Task to carry out » Convert the lines between the one holding "[Batch spec] Target class: damask" and the one holding "[[678, 585, 1161, 943]]", inclusive, into a numbered list, leaving out any blank lines.
╭─ Task input
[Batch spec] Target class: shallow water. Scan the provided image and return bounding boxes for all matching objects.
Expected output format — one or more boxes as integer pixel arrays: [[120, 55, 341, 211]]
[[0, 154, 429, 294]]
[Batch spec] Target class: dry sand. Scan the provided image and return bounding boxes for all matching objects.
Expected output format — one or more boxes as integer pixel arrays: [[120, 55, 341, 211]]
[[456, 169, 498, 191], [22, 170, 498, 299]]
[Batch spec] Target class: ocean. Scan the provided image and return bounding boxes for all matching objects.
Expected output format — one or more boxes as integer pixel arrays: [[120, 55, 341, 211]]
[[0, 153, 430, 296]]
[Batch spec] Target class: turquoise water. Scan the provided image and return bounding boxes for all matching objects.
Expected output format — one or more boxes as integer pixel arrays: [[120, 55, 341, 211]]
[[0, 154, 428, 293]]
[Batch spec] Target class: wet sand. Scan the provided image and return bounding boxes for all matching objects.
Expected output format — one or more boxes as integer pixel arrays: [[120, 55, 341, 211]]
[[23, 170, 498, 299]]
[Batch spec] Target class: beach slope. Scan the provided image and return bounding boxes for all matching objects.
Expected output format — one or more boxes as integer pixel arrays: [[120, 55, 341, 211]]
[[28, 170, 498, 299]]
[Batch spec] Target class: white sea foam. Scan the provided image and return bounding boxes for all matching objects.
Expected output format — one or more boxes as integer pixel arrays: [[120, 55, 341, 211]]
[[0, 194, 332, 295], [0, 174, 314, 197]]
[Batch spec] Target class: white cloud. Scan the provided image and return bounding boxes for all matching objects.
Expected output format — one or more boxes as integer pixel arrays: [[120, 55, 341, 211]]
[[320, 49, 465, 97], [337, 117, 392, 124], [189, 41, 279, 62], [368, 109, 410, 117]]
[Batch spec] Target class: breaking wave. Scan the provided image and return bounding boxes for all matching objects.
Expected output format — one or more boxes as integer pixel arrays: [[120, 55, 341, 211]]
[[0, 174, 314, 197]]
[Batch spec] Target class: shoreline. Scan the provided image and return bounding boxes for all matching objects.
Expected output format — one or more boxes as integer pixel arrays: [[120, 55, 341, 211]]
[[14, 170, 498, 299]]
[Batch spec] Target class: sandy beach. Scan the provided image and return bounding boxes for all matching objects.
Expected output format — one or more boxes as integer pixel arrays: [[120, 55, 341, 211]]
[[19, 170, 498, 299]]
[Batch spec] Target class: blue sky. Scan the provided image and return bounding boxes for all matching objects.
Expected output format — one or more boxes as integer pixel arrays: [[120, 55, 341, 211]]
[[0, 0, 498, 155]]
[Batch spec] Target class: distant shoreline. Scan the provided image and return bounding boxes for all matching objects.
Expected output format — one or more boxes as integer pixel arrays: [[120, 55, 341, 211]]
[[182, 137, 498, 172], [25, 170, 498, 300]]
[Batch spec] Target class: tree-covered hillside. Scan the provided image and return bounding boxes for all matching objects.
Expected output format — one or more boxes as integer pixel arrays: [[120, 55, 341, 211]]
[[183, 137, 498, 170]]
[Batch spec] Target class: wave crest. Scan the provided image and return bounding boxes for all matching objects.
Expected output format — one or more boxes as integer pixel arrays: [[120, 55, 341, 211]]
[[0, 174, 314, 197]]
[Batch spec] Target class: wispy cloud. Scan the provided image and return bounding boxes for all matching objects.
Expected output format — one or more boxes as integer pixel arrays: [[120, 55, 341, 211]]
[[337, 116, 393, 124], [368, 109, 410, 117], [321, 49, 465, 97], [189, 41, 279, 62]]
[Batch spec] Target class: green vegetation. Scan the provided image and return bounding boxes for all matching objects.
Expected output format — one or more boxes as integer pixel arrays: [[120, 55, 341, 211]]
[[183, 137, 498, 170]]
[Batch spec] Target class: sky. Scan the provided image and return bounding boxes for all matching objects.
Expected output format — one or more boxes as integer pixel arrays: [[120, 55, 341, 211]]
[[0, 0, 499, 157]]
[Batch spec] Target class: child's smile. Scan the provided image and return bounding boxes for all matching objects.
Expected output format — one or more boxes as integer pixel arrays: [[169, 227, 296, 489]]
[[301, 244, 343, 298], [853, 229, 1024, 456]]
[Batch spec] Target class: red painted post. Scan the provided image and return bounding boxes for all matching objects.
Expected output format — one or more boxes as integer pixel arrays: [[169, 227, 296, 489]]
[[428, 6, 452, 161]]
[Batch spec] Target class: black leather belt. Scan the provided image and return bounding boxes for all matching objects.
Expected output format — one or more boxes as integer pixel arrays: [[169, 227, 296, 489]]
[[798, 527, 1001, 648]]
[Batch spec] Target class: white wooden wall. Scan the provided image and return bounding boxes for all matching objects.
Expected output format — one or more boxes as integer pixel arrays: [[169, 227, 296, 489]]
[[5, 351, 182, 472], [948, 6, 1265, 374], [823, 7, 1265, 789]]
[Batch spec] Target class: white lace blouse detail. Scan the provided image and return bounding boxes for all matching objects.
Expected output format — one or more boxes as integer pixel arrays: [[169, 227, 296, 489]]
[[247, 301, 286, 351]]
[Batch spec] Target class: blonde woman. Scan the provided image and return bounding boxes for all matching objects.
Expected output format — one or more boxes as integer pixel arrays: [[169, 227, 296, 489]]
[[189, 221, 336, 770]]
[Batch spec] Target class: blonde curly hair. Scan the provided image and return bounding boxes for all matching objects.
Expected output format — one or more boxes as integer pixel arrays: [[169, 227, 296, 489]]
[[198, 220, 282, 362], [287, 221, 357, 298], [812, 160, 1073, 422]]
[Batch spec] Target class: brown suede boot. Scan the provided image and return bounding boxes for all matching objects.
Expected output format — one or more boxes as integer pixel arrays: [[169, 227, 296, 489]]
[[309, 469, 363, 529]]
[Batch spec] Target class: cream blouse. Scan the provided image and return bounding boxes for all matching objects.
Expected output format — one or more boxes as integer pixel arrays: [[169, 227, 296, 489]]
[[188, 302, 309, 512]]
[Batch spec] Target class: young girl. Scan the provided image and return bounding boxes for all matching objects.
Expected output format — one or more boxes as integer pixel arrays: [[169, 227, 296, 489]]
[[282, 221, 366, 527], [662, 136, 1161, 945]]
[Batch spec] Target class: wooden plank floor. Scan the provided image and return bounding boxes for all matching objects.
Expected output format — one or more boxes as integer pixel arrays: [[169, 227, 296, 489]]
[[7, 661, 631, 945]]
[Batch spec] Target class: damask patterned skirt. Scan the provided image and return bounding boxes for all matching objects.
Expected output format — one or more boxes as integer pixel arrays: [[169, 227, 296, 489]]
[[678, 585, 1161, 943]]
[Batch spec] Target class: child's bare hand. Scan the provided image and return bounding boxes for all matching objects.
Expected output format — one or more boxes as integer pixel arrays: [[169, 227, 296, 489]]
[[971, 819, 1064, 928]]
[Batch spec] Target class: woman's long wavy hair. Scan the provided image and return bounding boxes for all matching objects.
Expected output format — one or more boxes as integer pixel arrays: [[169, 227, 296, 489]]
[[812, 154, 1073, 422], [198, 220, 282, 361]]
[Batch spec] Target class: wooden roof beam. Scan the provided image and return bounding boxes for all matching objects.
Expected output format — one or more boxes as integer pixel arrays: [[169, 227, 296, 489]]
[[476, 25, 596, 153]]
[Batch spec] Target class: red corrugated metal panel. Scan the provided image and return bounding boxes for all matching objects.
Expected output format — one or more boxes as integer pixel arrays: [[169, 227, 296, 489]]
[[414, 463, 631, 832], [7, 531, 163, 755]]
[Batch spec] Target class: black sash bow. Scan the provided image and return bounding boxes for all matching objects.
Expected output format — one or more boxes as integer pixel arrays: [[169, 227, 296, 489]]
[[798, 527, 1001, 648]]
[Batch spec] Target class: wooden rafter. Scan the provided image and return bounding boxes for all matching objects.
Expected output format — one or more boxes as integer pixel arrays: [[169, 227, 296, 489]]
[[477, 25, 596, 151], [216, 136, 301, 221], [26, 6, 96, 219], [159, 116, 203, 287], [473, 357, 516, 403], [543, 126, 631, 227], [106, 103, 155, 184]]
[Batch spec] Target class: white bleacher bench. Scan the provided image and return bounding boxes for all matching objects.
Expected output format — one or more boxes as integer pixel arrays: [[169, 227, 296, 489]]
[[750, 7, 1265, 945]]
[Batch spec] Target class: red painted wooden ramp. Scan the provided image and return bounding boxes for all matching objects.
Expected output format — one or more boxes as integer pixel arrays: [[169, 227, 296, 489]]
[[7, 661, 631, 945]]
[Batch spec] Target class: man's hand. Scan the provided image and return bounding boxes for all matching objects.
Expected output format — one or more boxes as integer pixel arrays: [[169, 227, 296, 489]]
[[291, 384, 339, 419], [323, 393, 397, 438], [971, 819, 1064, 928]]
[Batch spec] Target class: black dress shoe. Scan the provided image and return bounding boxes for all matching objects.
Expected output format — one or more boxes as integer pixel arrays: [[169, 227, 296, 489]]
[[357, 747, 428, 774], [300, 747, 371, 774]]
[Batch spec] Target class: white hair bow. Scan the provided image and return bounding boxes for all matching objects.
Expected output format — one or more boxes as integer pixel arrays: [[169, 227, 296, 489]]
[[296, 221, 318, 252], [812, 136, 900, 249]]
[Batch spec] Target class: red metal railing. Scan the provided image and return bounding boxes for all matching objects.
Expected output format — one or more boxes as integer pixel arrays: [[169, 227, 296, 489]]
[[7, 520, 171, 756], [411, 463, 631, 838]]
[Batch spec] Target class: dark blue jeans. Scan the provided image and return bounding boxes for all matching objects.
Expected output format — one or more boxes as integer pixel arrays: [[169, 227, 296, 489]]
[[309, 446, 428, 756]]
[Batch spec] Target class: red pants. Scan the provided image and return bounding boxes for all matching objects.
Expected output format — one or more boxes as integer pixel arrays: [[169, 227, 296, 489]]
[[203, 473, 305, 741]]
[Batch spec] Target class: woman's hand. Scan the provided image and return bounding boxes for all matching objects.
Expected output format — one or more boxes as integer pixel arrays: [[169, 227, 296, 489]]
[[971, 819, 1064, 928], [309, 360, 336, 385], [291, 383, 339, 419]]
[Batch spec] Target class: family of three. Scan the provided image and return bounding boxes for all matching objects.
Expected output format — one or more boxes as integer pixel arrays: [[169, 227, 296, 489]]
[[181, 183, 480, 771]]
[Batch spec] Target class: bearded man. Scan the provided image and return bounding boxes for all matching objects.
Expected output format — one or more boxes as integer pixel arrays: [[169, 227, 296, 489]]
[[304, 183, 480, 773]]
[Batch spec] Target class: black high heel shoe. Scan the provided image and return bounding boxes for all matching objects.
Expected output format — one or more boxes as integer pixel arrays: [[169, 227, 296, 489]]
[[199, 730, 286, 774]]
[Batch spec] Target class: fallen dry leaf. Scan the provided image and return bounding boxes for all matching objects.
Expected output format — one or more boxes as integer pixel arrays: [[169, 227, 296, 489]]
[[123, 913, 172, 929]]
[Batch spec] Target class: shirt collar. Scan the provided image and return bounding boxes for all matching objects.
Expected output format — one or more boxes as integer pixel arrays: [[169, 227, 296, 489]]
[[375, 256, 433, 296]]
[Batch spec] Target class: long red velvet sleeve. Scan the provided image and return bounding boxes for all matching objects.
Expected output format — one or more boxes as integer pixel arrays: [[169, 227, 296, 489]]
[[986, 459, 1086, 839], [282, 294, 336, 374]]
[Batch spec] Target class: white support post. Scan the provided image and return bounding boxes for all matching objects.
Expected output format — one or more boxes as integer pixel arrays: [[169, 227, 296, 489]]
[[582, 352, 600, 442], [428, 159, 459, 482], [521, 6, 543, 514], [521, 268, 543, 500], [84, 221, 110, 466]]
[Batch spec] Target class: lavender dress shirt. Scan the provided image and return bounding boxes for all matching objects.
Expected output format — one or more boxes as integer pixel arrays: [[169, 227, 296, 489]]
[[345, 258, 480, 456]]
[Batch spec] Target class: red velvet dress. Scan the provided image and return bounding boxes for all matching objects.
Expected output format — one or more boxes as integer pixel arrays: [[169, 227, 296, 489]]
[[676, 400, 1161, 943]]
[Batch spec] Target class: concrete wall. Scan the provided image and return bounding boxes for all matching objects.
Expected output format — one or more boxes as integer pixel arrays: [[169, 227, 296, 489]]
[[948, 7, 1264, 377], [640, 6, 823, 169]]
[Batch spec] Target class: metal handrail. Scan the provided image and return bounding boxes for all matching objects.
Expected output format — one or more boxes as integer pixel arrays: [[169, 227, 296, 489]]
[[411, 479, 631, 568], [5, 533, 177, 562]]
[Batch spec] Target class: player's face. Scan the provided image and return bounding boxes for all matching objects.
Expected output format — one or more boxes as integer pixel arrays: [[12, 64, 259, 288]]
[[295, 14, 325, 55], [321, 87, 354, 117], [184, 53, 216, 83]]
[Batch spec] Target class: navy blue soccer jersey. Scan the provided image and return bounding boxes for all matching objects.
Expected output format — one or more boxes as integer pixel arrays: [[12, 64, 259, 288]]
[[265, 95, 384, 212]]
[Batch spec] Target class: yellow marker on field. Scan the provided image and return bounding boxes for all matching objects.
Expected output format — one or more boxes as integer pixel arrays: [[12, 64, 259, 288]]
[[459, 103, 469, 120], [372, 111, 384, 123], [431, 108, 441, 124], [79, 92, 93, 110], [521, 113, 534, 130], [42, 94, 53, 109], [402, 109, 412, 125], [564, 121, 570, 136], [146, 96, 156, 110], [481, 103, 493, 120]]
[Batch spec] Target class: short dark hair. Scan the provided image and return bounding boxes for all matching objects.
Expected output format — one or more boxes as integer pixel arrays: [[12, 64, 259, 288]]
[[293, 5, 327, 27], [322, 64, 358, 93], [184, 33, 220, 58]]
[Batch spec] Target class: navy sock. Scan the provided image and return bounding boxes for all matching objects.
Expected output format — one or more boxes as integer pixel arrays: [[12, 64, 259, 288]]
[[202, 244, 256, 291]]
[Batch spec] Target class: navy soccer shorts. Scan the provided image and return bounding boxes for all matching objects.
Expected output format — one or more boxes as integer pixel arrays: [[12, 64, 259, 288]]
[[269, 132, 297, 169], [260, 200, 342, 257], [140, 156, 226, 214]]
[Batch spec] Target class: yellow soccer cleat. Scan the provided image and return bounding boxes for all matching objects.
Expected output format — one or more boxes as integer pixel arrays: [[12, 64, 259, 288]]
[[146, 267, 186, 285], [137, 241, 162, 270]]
╰─
Answer to this task »
1. [Batch spec] Target class: damask patterned skirt. Scan the provided image and return bounding boxes for all matching objects.
2. Expected output format — one or more boxes as integer pixel arrays: [[169, 227, 296, 489]]
3. [[678, 585, 1161, 943]]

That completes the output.